I wasn't saying anything to annoy you and the statement "you don't make them (special-alloy precision-engineered blades) in your shed" is neither a dig at you nor untrue.

--= Excogitate =-- (author)  lemonie4 years ago
Negativity, despite it's debatable truth (which is subjective and limited to a finite experience) still gets at most people. I understand that I was stern, but it just looks like hole-poking from my vantage.

Never took it as a personal 'dig' but merely a half truth. The half-glass-empty truth that seems to prevail in your comments. That is what bothers me. I haven't met many folks that aren't bothered by such remarks.

I'm just an advocate of the glass-half-full perspective when it isn't getting it's due attention. Balance is key to the success of anything including statements.
I admire your view on life, but my comment to Rahdzhillaxxx was "matter of fact", balance I welcome it is valuable.


--= Excogitate =-- (author)  lemonie4 years ago
I think it's plain to anyone that passive-aggressive politics riddles your comments. The world needs people that are up front, not cowards. You have proverbial skill, but sadly lack valuable character. I've seen it in this thread and others you've posted on. Balance is something that you don't understand because the root of the matter stems from your view of what constitutes an instructable. I find it hard to believe you've changed so quickly... You'll say whatever you can to justify to yourself that your vantage is the only right way. True sign of a sociopath. I think it may surprise you, or perhaps you may find a new sense of pride now knowing your identity among the rest of society.
You're coming off as very belligerent and nasty. Ad hominems are Not Nice and weaken confidence in your primary arguments anyway. Also, while we're on the subject, in addition to no fewer than six ad hominems, I count at least two grammatical errors, at least one non sequitur, a redundant statement, and a sentence fragment in your comment. Not a sterling example of powerful prose.
Well, I'm glad everyone that initializes such conversations in a provocative manner can call me belligerent. Is that not the same if not worse for simply starting it? Most people call it 'trolling'. And about grammar; if you can understand what I say its good enough for me. The whole purpose of language is to convey something and I did. Is there anything regarding jet engines? Thanks. "The argumentum ad hominem is not always fallacious, for in some instances questions of personal conduct, character, motives, etc., are legitimate and relevant to the issue." -Wikipedia

Hmm yes, I'm not bothered by being labeled as a sociopath.
Please consider that you've never met me and plain-text communications are wide-open to interpretation.
(Why did you pick that up after >5 months rather than ignore it?)

= Material provided =
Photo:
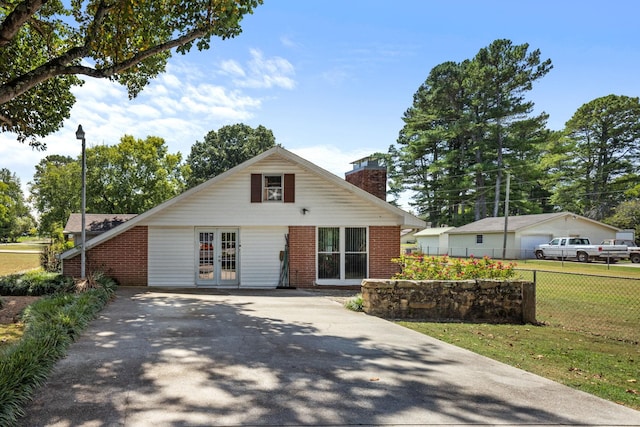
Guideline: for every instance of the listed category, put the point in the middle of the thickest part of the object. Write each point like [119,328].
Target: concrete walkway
[287,357]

= Aim of the task =
From the comment thread, list every kind of fault that one commenter says they counted in the other's comment.

= Result of this task =
- ad hominems
- grammatical errors
- a non sequitur
- a redundant statement
- a sentence fragment